_Written problem_:
Select every line in the listing below that contains the string "duct" and copy each one out in full.

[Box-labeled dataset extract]
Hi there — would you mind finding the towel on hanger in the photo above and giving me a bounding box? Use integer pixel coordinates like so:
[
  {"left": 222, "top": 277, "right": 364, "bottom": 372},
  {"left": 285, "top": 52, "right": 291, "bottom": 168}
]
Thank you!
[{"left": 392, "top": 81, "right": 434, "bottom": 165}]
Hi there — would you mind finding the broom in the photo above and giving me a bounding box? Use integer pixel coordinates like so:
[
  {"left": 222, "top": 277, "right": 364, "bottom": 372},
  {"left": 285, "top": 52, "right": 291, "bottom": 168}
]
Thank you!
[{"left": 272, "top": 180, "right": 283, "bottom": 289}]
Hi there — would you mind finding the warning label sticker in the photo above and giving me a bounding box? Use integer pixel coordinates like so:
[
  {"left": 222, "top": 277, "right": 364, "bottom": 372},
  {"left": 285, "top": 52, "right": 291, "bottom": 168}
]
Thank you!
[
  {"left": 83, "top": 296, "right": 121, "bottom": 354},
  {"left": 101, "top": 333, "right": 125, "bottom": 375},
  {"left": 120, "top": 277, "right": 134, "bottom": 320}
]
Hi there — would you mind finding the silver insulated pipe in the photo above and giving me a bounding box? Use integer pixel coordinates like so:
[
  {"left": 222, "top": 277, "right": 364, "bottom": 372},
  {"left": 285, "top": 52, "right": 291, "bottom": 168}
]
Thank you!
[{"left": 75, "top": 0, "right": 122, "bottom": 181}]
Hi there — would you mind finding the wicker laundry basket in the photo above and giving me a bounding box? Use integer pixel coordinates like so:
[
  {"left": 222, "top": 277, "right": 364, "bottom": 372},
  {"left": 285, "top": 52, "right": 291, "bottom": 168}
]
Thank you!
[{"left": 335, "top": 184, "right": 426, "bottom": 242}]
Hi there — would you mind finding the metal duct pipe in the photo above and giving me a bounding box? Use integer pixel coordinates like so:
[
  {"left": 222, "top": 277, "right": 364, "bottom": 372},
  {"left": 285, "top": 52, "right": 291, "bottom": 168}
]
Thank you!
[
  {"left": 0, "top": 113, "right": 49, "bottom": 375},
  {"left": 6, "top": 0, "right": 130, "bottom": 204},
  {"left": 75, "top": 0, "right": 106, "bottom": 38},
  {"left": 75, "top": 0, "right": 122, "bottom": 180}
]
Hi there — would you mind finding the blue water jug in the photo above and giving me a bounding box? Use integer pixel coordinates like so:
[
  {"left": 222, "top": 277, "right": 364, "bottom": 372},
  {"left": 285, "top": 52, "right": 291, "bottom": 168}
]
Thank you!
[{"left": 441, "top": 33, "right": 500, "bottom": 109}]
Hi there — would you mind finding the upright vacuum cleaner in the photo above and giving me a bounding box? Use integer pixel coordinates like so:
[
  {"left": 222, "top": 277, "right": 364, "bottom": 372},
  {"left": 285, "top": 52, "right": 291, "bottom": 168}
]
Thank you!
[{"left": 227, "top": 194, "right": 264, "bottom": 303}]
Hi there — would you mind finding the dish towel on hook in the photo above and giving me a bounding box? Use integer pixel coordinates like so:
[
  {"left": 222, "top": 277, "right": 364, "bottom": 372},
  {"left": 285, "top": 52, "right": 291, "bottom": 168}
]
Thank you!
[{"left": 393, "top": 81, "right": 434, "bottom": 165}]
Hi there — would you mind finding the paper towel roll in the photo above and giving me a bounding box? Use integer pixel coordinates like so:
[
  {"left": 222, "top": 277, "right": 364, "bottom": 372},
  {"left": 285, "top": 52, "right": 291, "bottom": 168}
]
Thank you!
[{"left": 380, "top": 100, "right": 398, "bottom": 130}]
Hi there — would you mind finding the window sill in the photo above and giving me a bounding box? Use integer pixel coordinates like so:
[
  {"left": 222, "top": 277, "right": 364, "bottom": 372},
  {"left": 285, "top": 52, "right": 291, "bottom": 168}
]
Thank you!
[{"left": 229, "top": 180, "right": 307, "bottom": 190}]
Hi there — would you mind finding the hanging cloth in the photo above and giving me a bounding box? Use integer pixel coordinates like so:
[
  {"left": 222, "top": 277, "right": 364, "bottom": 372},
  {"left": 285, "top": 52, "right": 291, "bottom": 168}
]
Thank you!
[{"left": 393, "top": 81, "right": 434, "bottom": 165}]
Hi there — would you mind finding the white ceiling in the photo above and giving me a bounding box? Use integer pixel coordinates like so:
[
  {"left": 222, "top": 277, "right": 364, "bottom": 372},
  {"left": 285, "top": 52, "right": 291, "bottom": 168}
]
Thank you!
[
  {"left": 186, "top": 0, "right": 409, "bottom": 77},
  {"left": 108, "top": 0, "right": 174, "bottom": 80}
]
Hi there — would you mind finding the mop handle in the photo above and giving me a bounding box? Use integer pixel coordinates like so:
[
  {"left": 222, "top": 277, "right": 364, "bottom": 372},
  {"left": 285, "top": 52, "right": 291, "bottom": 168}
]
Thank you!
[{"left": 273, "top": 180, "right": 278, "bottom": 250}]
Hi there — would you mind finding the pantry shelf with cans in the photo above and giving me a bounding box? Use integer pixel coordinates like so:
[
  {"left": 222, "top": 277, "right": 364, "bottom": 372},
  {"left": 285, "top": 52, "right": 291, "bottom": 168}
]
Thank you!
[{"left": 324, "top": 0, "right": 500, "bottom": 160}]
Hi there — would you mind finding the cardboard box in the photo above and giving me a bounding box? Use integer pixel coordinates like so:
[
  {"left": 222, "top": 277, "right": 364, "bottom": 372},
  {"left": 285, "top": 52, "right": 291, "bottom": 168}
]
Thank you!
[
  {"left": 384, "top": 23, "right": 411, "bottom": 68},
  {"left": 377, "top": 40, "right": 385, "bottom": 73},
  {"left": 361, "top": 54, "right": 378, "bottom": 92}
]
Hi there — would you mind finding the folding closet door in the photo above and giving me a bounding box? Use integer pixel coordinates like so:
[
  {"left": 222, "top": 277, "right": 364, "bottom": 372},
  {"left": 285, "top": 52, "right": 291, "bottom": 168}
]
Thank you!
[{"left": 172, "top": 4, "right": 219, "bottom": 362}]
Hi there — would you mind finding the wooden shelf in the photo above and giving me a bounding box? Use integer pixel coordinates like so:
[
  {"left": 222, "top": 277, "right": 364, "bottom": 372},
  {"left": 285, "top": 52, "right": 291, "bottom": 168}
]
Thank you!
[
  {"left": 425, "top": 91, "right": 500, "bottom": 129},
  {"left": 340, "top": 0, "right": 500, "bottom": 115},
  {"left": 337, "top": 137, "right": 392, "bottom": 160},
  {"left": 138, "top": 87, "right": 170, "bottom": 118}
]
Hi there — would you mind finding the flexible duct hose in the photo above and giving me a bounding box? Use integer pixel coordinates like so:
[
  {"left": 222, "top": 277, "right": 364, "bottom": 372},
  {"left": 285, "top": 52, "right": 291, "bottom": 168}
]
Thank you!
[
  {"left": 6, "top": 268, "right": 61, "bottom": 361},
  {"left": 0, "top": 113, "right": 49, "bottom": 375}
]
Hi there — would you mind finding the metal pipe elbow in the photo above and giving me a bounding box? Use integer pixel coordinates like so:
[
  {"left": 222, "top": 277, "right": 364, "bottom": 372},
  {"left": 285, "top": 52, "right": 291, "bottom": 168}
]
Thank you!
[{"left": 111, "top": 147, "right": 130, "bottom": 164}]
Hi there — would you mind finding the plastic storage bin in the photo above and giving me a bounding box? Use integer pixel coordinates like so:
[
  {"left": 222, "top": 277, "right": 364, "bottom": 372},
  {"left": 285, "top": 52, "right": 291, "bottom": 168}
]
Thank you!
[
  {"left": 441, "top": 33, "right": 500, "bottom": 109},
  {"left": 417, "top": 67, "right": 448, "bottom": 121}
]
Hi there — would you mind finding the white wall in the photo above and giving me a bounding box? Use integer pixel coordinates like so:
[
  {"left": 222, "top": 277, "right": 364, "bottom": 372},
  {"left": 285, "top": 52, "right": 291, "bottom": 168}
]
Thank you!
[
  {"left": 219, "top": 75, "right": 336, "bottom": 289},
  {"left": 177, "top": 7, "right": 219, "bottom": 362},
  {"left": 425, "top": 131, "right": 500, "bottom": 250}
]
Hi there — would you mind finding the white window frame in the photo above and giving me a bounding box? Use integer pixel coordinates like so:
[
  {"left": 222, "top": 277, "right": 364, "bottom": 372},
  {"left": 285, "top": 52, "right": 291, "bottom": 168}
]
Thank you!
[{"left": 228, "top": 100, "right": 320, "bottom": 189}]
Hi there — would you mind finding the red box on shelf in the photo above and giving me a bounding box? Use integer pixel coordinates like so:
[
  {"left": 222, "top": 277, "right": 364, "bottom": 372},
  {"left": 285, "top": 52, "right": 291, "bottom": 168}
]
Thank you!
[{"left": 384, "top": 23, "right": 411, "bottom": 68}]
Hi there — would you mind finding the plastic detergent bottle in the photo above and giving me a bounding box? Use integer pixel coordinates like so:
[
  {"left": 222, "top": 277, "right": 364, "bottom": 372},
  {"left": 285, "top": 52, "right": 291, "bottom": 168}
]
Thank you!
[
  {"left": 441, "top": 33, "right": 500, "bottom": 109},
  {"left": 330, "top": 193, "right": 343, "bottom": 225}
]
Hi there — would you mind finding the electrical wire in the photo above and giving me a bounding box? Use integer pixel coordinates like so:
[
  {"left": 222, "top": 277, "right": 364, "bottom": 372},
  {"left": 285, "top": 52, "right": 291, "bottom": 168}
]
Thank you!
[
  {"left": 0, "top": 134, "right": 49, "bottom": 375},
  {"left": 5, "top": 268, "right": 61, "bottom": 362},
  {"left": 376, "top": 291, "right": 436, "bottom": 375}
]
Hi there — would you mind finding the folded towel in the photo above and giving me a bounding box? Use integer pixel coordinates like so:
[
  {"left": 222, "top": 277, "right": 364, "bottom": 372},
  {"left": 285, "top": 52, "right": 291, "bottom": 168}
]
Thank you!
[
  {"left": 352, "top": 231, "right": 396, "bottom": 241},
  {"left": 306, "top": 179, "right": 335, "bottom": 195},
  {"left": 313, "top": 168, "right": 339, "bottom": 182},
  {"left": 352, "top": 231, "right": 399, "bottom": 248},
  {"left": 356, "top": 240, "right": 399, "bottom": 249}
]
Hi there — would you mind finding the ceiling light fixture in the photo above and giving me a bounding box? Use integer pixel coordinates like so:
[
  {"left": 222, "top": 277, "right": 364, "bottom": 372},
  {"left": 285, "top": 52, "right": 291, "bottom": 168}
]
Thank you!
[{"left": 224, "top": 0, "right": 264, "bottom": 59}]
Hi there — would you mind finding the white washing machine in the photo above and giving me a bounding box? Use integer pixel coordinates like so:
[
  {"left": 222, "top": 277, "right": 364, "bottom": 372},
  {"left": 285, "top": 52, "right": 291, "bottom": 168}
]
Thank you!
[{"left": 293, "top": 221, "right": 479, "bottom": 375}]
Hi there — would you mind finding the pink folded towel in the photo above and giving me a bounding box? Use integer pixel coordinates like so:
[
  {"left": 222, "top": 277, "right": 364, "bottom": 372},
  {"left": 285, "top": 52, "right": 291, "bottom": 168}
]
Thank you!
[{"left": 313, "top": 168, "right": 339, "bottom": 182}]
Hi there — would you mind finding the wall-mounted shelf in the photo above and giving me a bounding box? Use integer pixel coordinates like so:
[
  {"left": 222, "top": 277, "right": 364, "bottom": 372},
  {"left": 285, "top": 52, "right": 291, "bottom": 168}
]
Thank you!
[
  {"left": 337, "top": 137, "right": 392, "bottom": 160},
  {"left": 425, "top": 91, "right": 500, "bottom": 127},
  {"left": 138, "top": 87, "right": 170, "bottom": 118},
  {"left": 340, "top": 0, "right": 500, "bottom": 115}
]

_Exercise solution_:
Hi there — would you mind finding the metal duct pipe in the photo above and giving me a bounding box? Use integer pixel coordinates like so:
Hi there — would you mind finding the flexible duct hose in the photo above and giving me a bounding box? Use integer pixel coordinates like so:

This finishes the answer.